Problem:
In the listing below, find the line containing "task: segment the cumulus cloud" and the line containing "Trace the outline of every instance of the cumulus". Repeat exactly those two lines and every line between them, nothing more.

Material to process:
::::

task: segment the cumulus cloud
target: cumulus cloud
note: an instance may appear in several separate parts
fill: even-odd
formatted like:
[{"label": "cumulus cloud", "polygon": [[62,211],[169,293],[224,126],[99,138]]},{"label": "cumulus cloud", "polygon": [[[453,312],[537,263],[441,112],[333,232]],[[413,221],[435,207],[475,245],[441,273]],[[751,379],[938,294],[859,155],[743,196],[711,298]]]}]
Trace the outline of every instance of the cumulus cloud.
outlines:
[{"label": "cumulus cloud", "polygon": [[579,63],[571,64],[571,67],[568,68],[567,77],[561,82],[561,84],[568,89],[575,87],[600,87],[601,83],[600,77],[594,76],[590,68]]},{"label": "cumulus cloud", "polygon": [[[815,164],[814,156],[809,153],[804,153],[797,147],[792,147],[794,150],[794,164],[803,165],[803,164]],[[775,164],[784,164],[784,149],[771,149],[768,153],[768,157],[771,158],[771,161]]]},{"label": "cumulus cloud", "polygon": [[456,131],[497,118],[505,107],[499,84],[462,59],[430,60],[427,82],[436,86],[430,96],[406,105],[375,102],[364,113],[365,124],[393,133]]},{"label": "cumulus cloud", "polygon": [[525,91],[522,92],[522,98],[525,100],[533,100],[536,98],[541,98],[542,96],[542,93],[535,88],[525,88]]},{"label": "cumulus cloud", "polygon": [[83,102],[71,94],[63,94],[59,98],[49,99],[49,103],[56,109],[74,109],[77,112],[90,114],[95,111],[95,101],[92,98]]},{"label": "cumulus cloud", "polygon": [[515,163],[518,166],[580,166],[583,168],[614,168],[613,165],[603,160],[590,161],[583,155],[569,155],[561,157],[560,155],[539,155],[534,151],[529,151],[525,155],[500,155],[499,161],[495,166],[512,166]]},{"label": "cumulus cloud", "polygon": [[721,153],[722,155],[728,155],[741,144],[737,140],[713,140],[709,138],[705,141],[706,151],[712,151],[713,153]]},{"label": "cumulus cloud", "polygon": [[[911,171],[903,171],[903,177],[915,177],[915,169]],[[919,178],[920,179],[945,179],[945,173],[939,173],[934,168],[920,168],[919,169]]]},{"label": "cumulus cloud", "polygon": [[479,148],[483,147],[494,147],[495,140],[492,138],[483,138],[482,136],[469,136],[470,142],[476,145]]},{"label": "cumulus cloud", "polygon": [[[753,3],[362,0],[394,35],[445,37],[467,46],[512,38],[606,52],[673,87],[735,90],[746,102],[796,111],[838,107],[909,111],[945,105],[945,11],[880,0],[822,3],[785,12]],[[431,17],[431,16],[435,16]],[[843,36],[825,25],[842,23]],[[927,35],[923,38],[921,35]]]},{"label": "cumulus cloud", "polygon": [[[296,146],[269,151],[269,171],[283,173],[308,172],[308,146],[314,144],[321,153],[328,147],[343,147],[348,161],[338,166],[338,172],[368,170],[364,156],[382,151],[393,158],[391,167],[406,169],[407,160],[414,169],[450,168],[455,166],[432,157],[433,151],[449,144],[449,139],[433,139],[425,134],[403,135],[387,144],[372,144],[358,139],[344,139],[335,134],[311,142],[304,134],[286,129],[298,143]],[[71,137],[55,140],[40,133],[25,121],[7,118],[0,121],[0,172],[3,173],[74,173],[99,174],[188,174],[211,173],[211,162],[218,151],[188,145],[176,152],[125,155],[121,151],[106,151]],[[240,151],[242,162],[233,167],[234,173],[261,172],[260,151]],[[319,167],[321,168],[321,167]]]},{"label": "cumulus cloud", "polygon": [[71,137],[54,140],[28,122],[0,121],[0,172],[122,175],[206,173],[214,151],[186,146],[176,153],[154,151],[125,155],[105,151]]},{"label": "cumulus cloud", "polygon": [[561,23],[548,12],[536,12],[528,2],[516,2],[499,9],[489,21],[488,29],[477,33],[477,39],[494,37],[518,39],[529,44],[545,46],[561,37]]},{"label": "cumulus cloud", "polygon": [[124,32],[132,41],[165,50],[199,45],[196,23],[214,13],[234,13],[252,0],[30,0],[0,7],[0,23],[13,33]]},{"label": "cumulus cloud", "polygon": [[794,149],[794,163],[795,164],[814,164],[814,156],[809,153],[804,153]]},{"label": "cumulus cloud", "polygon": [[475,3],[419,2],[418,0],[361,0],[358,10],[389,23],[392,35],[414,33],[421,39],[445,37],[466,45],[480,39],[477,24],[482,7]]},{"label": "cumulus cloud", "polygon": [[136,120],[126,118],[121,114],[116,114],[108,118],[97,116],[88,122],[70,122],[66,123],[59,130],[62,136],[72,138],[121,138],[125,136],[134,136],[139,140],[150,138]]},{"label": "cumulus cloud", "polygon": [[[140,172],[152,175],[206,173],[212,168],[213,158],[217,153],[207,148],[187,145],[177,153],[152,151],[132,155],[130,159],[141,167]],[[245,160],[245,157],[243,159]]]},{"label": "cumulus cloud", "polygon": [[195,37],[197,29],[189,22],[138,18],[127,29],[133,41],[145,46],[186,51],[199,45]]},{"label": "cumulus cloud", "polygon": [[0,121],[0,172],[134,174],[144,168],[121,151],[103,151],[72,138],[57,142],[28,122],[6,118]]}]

::::

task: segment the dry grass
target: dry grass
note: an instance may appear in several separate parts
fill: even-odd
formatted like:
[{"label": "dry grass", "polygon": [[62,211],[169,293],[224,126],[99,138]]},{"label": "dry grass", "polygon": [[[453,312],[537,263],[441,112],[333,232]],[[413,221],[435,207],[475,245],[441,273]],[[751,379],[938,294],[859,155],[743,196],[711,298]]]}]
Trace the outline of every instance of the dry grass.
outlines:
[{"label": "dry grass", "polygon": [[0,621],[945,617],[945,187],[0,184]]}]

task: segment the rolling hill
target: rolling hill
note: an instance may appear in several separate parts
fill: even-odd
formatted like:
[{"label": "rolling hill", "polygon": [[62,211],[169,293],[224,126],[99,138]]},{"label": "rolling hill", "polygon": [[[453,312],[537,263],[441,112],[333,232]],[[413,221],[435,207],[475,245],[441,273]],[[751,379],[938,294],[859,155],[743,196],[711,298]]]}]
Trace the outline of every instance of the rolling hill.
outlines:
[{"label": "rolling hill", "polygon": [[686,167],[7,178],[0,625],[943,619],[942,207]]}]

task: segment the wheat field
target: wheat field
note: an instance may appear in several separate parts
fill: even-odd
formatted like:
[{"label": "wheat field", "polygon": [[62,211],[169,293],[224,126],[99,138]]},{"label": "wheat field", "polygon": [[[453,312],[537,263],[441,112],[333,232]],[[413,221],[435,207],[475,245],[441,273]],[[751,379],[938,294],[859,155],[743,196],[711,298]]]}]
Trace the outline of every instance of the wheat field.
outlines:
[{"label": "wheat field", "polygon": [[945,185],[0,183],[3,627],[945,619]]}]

::::

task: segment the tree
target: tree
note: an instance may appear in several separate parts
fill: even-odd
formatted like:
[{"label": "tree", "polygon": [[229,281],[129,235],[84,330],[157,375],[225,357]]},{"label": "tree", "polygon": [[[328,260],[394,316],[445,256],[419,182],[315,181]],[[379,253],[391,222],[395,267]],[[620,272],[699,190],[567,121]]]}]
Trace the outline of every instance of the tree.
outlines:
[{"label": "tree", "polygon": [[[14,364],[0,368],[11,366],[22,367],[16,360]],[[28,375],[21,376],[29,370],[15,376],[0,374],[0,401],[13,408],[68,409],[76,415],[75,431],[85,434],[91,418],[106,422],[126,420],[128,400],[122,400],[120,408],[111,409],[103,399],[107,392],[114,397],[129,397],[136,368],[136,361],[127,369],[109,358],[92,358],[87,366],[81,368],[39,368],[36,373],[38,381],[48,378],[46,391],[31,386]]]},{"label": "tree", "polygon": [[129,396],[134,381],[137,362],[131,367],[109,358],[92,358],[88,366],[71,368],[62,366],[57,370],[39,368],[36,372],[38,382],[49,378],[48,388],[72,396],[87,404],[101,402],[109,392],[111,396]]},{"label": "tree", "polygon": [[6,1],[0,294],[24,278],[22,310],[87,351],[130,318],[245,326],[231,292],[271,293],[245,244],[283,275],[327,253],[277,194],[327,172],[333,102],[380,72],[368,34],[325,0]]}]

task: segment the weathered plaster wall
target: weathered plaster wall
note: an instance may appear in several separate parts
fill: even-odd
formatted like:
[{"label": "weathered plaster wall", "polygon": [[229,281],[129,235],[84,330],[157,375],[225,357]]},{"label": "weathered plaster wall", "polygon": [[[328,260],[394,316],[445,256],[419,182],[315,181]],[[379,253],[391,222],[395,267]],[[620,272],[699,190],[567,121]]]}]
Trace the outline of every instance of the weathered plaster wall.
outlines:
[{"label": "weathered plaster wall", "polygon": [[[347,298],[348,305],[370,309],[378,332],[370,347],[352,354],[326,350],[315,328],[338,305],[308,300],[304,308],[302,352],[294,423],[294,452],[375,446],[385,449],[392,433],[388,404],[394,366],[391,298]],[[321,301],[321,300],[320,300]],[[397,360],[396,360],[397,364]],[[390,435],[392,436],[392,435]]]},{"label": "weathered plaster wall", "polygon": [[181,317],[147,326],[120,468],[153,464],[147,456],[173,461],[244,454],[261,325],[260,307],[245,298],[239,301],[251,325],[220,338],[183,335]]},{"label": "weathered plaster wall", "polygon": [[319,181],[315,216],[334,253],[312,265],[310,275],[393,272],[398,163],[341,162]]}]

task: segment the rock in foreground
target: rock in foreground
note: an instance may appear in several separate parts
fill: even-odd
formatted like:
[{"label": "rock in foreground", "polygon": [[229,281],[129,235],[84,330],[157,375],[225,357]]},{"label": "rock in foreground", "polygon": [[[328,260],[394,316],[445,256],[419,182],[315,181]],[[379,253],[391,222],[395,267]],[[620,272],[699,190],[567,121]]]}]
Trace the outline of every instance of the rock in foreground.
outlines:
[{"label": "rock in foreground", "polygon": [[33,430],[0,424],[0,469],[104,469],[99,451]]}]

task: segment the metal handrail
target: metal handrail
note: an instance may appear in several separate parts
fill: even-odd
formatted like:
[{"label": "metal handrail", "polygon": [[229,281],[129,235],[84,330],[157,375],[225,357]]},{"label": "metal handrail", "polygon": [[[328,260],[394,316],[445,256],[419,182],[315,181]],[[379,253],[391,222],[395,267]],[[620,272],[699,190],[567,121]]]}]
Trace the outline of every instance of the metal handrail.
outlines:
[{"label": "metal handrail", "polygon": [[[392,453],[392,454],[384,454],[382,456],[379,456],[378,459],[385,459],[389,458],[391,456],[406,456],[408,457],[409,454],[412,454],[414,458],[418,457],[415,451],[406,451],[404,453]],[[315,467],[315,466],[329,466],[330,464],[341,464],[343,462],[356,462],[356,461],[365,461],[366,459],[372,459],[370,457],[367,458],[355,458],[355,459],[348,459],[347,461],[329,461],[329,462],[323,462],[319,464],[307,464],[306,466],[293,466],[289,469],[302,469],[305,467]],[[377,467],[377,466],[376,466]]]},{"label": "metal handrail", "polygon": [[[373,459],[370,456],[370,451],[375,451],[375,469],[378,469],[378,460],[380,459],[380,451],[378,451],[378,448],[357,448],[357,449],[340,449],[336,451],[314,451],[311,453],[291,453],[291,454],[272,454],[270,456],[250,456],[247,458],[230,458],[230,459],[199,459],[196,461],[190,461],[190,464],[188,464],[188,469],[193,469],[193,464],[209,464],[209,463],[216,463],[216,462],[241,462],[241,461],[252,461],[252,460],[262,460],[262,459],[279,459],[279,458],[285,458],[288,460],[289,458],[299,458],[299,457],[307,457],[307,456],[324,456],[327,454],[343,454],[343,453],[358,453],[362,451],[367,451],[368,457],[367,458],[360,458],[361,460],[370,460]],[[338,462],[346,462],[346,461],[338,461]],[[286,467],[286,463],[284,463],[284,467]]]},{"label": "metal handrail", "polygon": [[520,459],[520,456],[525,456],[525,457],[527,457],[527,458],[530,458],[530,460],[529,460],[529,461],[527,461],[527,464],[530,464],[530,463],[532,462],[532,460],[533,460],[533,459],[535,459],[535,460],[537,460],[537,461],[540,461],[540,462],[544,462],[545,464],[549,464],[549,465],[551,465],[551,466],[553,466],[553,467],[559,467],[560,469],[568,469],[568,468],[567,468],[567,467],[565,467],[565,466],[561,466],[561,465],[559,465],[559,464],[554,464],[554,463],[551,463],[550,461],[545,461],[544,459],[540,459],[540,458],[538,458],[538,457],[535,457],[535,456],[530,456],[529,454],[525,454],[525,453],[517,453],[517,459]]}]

::::

Result for this task:
task: segment the cumulus cloud
target: cumulus cloud
note: an instance may appear in several separate parts
fill: even-odd
formatted like:
[{"label": "cumulus cloud", "polygon": [[62,211],[169,293],[224,126],[99,138]]},{"label": "cumulus cloud", "polygon": [[[453,312],[537,263],[441,112],[333,232]],[[413,221],[435,207],[475,245],[441,273]],[[751,379],[938,294],[859,155],[743,196],[711,298]]]}]
Trace the outline of every instance of the cumulus cloud.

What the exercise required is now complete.